◆ 課題の説明 ◆
以下のすべての行を指示も含めて改めて示し、解答にある座標の数値をすべて1.9倍に拡大して整数に四捨五入してください（0.5は切り上げ）。画像は解答に含めないでください。

◆ 課題データ ◆
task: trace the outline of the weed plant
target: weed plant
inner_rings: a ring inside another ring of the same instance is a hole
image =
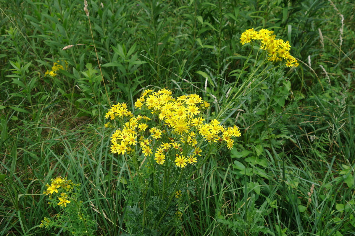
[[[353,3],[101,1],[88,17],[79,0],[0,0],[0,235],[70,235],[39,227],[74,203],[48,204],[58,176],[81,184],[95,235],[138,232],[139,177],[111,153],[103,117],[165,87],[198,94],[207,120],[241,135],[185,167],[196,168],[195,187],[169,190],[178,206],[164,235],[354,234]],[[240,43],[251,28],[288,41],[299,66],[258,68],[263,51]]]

◆ 完全な解答 ◆
task: trace the outline of the weed plant
target: weed plant
inner_rings: a ring inside another ring of the same instance is a hole
image =
[[[671,6],[192,2],[167,32],[150,0],[0,0],[0,447],[133,447],[74,431],[141,386],[91,388],[110,334],[154,350],[181,447],[262,441],[264,336],[211,291],[196,222],[314,165],[376,179],[393,228],[458,257],[352,317],[372,319],[371,355],[321,361],[338,391],[312,447],[673,445]],[[456,82],[477,53],[547,78],[568,125],[490,129],[500,97]]]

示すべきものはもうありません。